Entries for identifying locations
★ ★ ★ ★ ★ ★ ★
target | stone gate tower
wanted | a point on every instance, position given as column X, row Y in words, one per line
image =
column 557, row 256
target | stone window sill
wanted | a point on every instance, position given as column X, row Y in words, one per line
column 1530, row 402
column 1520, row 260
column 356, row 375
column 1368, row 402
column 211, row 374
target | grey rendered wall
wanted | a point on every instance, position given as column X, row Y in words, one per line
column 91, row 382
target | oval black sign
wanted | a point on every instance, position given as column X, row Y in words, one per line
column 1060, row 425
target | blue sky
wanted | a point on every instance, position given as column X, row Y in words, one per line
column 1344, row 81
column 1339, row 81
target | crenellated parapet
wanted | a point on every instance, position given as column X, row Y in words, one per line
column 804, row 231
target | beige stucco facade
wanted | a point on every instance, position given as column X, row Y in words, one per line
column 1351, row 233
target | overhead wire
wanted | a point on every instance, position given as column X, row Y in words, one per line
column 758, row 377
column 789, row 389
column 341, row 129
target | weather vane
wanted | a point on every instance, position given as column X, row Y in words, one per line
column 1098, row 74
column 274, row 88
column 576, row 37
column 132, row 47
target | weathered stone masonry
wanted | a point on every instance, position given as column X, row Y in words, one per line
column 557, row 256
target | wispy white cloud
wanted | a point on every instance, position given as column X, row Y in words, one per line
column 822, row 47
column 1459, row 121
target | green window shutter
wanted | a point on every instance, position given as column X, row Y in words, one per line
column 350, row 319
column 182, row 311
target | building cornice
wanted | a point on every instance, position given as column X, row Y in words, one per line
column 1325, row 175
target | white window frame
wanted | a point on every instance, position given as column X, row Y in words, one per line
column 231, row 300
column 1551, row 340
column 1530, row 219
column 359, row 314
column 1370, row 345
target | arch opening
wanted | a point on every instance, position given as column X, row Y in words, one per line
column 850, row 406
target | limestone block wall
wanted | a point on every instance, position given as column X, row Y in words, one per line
★ ★ ★ ★ ★ ★ ★
Task brief: Reproduce every line of the entries above without changing anything.

Full answer:
target | stone gate tower
wanted | a point on every instance, position given as column X, row Y in words, one per line
image =
column 557, row 256
target | stone window sill
wanted | a point on every instance, position given as column X, row Y in words, one per line
column 1530, row 402
column 1520, row 260
column 356, row 375
column 1368, row 402
column 211, row 374
target | grey rendered wall
wanted | a point on every instance, position given as column X, row Y in words, one per line
column 91, row 382
target | oval black sign
wanted | a point on every instance, position given as column X, row Y in words, one per line
column 1060, row 425
target | blue sky
wanted | a point on every instance, position given as column X, row Y in words, one per line
column 1344, row 81
column 1339, row 81
target | crenellated parapet
wanted | a point on every instance, position given as column X, row Y in words, one per line
column 804, row 231
target | beige stucco facade
wanted | a point on every instance, position given as column X, row Y in words, one per line
column 1351, row 233
target | overhead wire
wanted | a point on every instance, position given as column X, row Y in words, one per line
column 758, row 377
column 789, row 389
column 341, row 129
target | weather vane
wanted | a point on every instance, position given as column X, row Y in words, one per line
column 1098, row 74
column 274, row 88
column 576, row 37
column 132, row 47
target | weathered stone masonry
wanted | a point on every instance, position given as column X, row Y in words, one per line
column 557, row 256
target | wispy white cloud
wanted | a point on every instance, position given as column X, row Y in words, one per line
column 822, row 47
column 1459, row 121
target | green window shutter
wanted | a point on every instance, position given as column X, row Y in words, one per line
column 350, row 319
column 182, row 311
target | building cornice
wanted | a point on every instance, position given as column X, row Y in words, one per line
column 1325, row 175
target | white window frame
wanted | a point on every instance, position given as column X, row Y in words, one per line
column 231, row 300
column 1551, row 340
column 1530, row 219
column 359, row 314
column 1370, row 345
target | arch opening
wanted | a point on every instance, position given as column X, row Y in words, one per line
column 850, row 406
target | limestone block wall
wanted | a point on every instance, position given as column X, row Y in words, one per line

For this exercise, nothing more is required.